___ Texte du document
Après que le Conseil fédéral a décidé d’enterrer l’accord cadre négocié avec l’Union européenne, en mai 2021, on attendait qu’il propose de nouvelles pistes. C’est ce qu’il a fait le 25 février. Il veut mener des discussions exploratoires avec l’Union européenne en vue de conclure de nouveaux accords bilatéraux, avec une nouvelle approche. Les principaux points:

  • il n’y aura pas de nouvelle tentative de négocier un accord cadre couvrant de manière globale les questions telles que le règlement des différends. Ces questions devraient être traitées dans chaque accord bilatéral, de manière séparée;
  • la Suisse proposera de négocier de nouveaux accords, dans les domaines de l’électricité, de la sécurité des produits alimentaires, de la recherche, de la santé et de la formation;
  • une analyse des différences de réglementation entre la Suisse et l’UE, dans les domaines concernés par les accords bilatéraux, a été effectuée. Le Conseil fédéral propose de réduire ou d’éliminer ces différences dans les cas où cela est dans l’intérêt du pays. Cela permettra de mener les négociations dans une ambiance plus sereine, estime-t-il. Il mènera des discussions en ce sens avec les cantons, les partenaires sociaux et l’Union européenne;
  • la Suisse ne fixera plus de lignes rouges. «Nous voulons négocier en fonction de nos intérêts, pas à partir de positions prédéfinies», a expliqué Ignazio Cassis, président de la Confédération.
______
- Tâche assignée
Répondez aux questions suivantes d'après le texte sur les relations entre la Suisse et l'Union européenne :
(a) En quel mois et quelle année le Conseil fédéral a-t-il décidé d'enterrer l'accord cadre ?
(b) Dans quels domaines la Suisse proposera-t-elle de négocier de nouveaux accords ?
(c) Avec qui le Conseil fédéral mènera-t-il des discussions sur les différences de réglementation ?
___ Données fournies
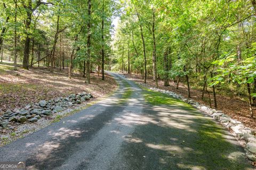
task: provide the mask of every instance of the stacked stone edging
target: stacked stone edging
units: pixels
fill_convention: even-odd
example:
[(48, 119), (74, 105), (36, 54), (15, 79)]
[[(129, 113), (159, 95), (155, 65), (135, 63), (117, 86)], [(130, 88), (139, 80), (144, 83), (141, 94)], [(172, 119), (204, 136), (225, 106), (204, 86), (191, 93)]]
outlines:
[(0, 132), (1, 129), (13, 127), (9, 124), (19, 125), (27, 122), (37, 122), (42, 117), (52, 115), (62, 111), (74, 105), (80, 104), (89, 100), (93, 96), (85, 92), (71, 94), (67, 97), (58, 97), (49, 100), (42, 100), (35, 104), (29, 104), (24, 108), (8, 109), (0, 116)]

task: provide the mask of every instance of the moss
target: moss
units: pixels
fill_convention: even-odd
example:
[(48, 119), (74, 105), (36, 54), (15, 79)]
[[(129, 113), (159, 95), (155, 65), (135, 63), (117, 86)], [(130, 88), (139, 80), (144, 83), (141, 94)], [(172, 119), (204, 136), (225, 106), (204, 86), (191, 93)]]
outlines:
[(122, 83), (125, 87), (124, 88), (125, 91), (122, 96), (122, 98), (119, 100), (118, 104), (125, 104), (127, 101), (127, 99), (129, 99), (132, 94), (132, 89), (131, 88), (131, 85), (125, 80), (122, 81)]

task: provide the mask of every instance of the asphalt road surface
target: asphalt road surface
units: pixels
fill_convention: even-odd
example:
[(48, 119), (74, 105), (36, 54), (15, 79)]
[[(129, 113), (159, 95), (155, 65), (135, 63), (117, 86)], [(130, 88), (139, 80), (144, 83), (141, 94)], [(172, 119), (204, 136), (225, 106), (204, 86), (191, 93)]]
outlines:
[(109, 73), (110, 97), (0, 148), (27, 169), (253, 169), (236, 139), (182, 102)]

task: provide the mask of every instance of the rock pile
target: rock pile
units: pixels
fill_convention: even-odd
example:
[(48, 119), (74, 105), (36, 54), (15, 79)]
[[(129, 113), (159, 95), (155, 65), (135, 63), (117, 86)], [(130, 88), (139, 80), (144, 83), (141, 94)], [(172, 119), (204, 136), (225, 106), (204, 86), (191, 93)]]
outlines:
[[(141, 84), (144, 85), (143, 83), (141, 83)], [(172, 91), (155, 88), (150, 88), (149, 89), (153, 91), (169, 95), (173, 98), (181, 99), (213, 117), (214, 119), (220, 122), (227, 129), (231, 131), (239, 140), (245, 143), (244, 147), (246, 152), (247, 157), (251, 160), (256, 162), (256, 133), (253, 129), (245, 127), (241, 122), (231, 118), (230, 116), (224, 114), (222, 111), (212, 109), (194, 100), (187, 99)]]
[(0, 116), (0, 128), (6, 128), (10, 122), (19, 124), (28, 122), (36, 122), (42, 117), (62, 111), (68, 107), (80, 104), (92, 97), (92, 95), (84, 92), (71, 94), (67, 97), (58, 97), (47, 101), (41, 100), (20, 109), (15, 108), (13, 110), (9, 109)]

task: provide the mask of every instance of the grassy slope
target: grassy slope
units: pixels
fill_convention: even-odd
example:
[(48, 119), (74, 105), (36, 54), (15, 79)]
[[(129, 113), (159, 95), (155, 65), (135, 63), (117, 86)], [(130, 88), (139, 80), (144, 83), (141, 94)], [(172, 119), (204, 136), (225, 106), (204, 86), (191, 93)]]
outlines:
[(84, 83), (85, 79), (74, 73), (68, 79), (67, 69), (55, 69), (50, 73), (45, 67), (37, 67), (25, 70), (12, 70), (11, 63), (0, 63), (0, 114), (2, 111), (23, 107), (30, 103), (43, 99), (66, 97), (82, 91), (100, 97), (115, 89), (115, 81), (106, 75), (106, 80), (91, 74), (91, 83)]

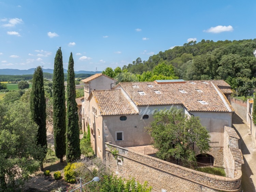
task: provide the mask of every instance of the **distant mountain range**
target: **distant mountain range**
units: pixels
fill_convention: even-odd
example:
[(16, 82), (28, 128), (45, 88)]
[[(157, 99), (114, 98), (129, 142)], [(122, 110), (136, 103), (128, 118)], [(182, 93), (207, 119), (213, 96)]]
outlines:
[[(34, 74), (34, 71), (35, 68), (31, 68), (27, 70), (20, 70), (19, 69), (0, 69), (0, 75), (31, 75)], [(53, 69), (43, 69), (43, 71), (44, 73), (53, 73)], [(64, 69), (64, 73), (68, 73), (68, 70)], [(75, 71), (76, 74), (95, 74), (96, 73), (100, 73), (101, 71)]]

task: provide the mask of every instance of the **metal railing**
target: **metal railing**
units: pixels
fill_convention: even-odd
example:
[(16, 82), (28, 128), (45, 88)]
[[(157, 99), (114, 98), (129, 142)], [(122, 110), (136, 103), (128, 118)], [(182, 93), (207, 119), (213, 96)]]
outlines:
[(152, 146), (146, 147), (144, 148), (144, 154), (145, 155), (155, 154), (158, 151), (158, 149), (155, 149)]
[[(145, 155), (152, 155), (156, 153), (158, 151), (157, 149), (154, 149), (152, 147), (146, 147), (144, 148)], [(234, 175), (234, 170), (214, 166), (212, 165), (212, 162), (211, 163), (204, 164), (181, 158), (177, 158), (171, 155), (167, 156), (164, 160), (190, 169), (213, 175), (230, 178), (233, 178)]]

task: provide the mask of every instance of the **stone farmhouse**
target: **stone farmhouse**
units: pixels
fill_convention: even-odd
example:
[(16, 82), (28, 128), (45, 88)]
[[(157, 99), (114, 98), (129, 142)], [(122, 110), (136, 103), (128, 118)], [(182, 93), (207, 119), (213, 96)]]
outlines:
[(105, 156), (106, 142), (123, 147), (150, 144), (144, 127), (153, 120), (154, 111), (175, 107), (200, 117), (211, 136), (209, 155), (215, 165), (223, 164), (224, 126), (231, 126), (234, 112), (228, 101), (230, 86), (224, 81), (156, 80), (115, 85), (115, 80), (98, 74), (82, 81), (83, 131), (89, 125), (97, 157)]

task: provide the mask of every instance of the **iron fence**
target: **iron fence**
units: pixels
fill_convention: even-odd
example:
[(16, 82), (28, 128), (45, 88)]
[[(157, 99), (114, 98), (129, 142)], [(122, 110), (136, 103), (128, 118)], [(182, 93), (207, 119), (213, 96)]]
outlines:
[[(151, 155), (156, 153), (157, 151), (157, 149), (154, 149), (152, 147), (146, 147), (144, 148), (145, 155)], [(164, 160), (171, 163), (201, 172), (230, 178), (233, 178), (234, 176), (234, 170), (214, 166), (213, 165), (213, 162), (211, 162), (211, 160), (209, 163), (204, 164), (177, 158), (173, 156), (169, 155), (166, 157)]]

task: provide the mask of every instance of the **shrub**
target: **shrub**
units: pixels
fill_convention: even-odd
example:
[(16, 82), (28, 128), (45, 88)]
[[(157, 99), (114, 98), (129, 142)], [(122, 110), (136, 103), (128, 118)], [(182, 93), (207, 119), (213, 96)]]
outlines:
[(82, 164), (81, 163), (68, 163), (68, 165), (64, 168), (64, 179), (66, 182), (71, 183), (75, 182), (77, 173), (75, 170), (81, 166)]
[(50, 171), (48, 170), (47, 170), (44, 173), (44, 175), (45, 176), (49, 176), (50, 175)]
[(61, 177), (61, 174), (59, 171), (56, 171), (54, 174), (53, 177), (55, 179), (59, 179)]

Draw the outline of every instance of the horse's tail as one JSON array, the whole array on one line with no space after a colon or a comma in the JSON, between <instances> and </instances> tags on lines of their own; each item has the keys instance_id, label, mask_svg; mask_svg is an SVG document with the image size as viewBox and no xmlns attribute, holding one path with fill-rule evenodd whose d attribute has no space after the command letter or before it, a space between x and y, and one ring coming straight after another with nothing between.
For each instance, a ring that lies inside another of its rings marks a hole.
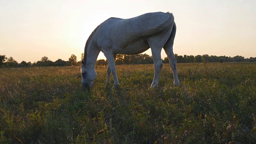
<instances>
[{"instance_id":1,"label":"horse's tail","mask_svg":"<svg viewBox=\"0 0 256 144\"><path fill-rule=\"evenodd\" d=\"M157 28L150 32L150 35L156 34L171 28L174 24L174 17L172 13L167 12L165 19Z\"/></svg>"}]
</instances>

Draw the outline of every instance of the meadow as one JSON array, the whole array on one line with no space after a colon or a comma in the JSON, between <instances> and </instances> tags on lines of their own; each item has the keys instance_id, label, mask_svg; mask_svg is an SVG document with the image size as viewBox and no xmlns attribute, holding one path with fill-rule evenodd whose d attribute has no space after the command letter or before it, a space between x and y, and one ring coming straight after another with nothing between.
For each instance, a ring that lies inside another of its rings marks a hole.
<instances>
[{"instance_id":1,"label":"meadow","mask_svg":"<svg viewBox=\"0 0 256 144\"><path fill-rule=\"evenodd\" d=\"M80 67L0 69L1 144L255 144L256 63L106 66L90 91Z\"/></svg>"}]
</instances>

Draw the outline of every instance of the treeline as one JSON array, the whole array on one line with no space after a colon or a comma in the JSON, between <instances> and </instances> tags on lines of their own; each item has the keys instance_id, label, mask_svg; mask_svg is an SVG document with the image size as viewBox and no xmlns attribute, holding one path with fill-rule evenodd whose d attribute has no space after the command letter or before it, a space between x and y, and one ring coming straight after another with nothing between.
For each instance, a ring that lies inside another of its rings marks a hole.
<instances>
[{"instance_id":1,"label":"treeline","mask_svg":"<svg viewBox=\"0 0 256 144\"><path fill-rule=\"evenodd\" d=\"M244 56L236 56L233 57L230 56L209 56L208 54L203 55L198 55L196 56L193 55L179 56L175 54L175 58L178 63L192 63L202 62L203 60L209 62L255 62L256 57L252 57L245 58ZM81 59L84 58L84 54L81 54ZM55 62L53 62L46 56L44 56L40 60L31 63L30 62L26 62L22 61L18 63L12 57L8 58L5 55L0 55L0 67L22 67L30 66L78 66L81 64L81 60L77 61L76 56L74 54L71 55L68 58L68 61L65 61L59 59ZM169 60L167 57L162 59L163 63L168 63ZM116 58L116 64L154 64L152 56L147 54L138 54L136 55L118 54ZM108 61L104 59L97 60L96 64L98 65L107 65Z\"/></svg>"}]
</instances>

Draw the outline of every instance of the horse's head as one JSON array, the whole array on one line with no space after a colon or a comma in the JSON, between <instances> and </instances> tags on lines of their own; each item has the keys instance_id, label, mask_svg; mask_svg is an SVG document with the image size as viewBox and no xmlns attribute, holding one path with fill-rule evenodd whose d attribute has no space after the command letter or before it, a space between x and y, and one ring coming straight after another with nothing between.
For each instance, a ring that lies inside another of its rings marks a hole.
<instances>
[{"instance_id":1,"label":"horse's head","mask_svg":"<svg viewBox=\"0 0 256 144\"><path fill-rule=\"evenodd\" d=\"M82 61L81 72L82 73L82 84L86 88L92 86L93 81L96 78L97 73L94 68L88 68L84 60Z\"/></svg>"}]
</instances>

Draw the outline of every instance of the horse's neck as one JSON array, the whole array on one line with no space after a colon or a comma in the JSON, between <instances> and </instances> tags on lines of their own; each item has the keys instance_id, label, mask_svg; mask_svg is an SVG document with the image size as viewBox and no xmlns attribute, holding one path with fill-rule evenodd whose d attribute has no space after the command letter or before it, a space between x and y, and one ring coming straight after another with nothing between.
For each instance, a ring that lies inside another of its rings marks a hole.
<instances>
[{"instance_id":1,"label":"horse's neck","mask_svg":"<svg viewBox=\"0 0 256 144\"><path fill-rule=\"evenodd\" d=\"M86 65L88 68L95 68L95 64L100 52L97 46L93 44L90 44L88 46L85 54Z\"/></svg>"}]
</instances>

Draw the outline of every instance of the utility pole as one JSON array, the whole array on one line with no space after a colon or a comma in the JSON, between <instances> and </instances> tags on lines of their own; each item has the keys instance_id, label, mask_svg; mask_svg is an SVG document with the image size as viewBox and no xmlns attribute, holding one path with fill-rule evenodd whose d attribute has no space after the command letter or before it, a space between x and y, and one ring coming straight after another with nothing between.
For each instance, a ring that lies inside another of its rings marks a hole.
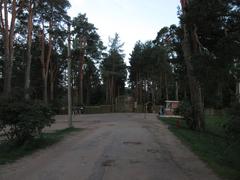
<instances>
[{"instance_id":1,"label":"utility pole","mask_svg":"<svg viewBox=\"0 0 240 180\"><path fill-rule=\"evenodd\" d=\"M80 105L83 106L83 66L84 66L84 54L87 46L87 39L85 36L81 36L80 42Z\"/></svg>"},{"instance_id":2,"label":"utility pole","mask_svg":"<svg viewBox=\"0 0 240 180\"><path fill-rule=\"evenodd\" d=\"M68 126L73 127L72 124L72 67L71 67L71 23L68 22Z\"/></svg>"}]
</instances>

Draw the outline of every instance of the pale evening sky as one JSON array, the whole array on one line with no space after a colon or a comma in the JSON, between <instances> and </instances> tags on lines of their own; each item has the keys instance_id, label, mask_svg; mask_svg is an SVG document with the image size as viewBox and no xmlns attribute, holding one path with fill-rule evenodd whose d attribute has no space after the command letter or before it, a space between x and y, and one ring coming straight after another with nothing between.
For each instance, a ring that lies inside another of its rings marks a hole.
<instances>
[{"instance_id":1,"label":"pale evening sky","mask_svg":"<svg viewBox=\"0 0 240 180\"><path fill-rule=\"evenodd\" d=\"M136 41L153 40L164 26L178 24L177 6L180 0L69 0L68 13L75 17L86 13L88 21L98 28L98 34L108 45L109 36L117 32L124 42L126 62Z\"/></svg>"}]
</instances>

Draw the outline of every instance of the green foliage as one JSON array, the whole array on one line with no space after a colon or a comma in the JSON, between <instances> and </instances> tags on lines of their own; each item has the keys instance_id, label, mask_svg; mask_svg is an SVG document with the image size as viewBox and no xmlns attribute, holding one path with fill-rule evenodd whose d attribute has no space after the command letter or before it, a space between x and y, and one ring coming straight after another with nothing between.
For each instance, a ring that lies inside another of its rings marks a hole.
<instances>
[{"instance_id":1,"label":"green foliage","mask_svg":"<svg viewBox=\"0 0 240 180\"><path fill-rule=\"evenodd\" d=\"M43 133L40 137L34 138L22 145L16 145L12 142L0 143L0 165L12 163L23 156L30 155L39 149L44 149L59 142L69 133L79 131L81 131L81 129L66 128L53 133Z\"/></svg>"},{"instance_id":2,"label":"green foliage","mask_svg":"<svg viewBox=\"0 0 240 180\"><path fill-rule=\"evenodd\" d=\"M181 122L181 128L176 128L174 118L161 120L170 125L170 130L219 176L229 180L240 178L240 144L232 146L225 139L222 124L226 123L226 117L206 117L205 132L189 130L184 122Z\"/></svg>"},{"instance_id":3,"label":"green foliage","mask_svg":"<svg viewBox=\"0 0 240 180\"><path fill-rule=\"evenodd\" d=\"M39 102L1 100L0 132L8 141L22 144L50 126L54 122L52 116L49 107Z\"/></svg>"}]
</instances>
______
- Votre solution
(a) En mai 2021.
(b) L'électricité, la sécurité des produits alimentaires, la recherche, la santé et la formation.
(c) Avec les cantons, les partenaires sociaux et l'Union européenne.